REQUIRED WORK - Pull out each line below that contains the word "example", and copy those lines in order.

-------- RECORDS SHOWN

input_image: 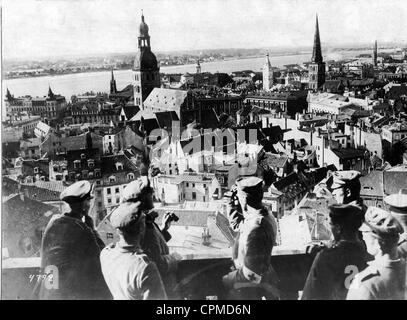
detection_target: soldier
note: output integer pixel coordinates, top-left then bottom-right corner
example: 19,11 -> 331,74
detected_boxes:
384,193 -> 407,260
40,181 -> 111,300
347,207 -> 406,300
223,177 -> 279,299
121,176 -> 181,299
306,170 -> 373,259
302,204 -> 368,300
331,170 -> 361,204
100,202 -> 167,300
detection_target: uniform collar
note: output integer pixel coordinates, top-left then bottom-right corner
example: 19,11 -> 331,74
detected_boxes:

----------------
-------- RECORDS SHOWN

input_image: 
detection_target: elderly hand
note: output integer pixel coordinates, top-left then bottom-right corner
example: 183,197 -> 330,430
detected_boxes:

----------------
-------- RECORDS SHOWN

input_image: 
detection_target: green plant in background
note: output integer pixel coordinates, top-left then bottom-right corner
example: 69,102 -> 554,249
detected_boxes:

----------------

SOLUTION TO THIS TASK -
example: 19,11 -> 331,74
example: 19,11 -> 331,74
example: 183,197 -> 330,430
example: 69,102 -> 554,249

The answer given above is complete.